* **DIRECTIONS FOR THIS TASK**: Please repeat the records from their start through the line containing "column 636, row 502", including that line.

Labeling entries for object positions
★ ★ ★ ★ ★ ★ ★
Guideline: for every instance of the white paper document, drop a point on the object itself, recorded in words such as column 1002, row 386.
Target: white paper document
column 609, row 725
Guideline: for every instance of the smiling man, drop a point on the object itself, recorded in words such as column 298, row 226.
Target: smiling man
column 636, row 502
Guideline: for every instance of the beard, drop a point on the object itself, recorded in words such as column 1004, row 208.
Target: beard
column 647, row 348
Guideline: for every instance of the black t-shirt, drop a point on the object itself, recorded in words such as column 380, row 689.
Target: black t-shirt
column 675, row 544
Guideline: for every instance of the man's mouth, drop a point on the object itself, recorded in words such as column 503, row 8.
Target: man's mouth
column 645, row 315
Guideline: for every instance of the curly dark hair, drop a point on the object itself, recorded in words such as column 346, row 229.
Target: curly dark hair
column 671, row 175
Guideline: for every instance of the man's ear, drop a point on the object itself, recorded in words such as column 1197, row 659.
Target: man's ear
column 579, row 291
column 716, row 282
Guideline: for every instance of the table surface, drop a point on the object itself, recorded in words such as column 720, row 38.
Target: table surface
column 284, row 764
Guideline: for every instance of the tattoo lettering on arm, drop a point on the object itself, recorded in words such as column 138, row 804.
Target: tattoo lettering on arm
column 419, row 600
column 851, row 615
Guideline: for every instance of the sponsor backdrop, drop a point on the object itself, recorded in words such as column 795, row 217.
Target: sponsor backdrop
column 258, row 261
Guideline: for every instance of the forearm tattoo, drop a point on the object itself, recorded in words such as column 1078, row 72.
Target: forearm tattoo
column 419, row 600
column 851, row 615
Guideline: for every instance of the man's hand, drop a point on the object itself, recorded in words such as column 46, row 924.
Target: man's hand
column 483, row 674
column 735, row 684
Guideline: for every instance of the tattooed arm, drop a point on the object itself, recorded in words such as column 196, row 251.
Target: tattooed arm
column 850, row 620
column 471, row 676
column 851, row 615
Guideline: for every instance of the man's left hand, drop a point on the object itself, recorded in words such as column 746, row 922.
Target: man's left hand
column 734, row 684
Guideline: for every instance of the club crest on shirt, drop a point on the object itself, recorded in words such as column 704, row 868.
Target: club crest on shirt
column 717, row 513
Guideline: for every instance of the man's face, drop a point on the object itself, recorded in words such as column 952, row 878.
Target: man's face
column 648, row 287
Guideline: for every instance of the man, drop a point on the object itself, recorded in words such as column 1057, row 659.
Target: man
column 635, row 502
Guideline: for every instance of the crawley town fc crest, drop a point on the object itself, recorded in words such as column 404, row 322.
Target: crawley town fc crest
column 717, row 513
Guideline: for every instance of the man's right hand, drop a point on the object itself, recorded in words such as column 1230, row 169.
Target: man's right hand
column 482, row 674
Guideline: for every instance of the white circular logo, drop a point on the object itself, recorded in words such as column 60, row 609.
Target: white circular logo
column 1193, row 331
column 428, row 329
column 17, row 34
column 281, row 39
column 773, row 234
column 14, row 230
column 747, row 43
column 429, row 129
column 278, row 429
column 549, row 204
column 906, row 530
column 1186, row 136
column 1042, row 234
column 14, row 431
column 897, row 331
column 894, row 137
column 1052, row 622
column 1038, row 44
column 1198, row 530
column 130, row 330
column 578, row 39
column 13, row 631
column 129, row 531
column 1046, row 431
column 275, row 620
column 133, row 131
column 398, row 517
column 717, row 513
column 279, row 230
★ ★ ★ ★ ★ ★ ★
* **TASK RESULT**:
Guideline: for every instance of the white paper document, drop a point on the object itself, recorded in words such as column 1002, row 386.
Target: white paper document
column 609, row 725
Guideline: for every instance of the smiling man, drop a point on the object itself, recorded in words such as column 298, row 226.
Target: smiling man
column 636, row 502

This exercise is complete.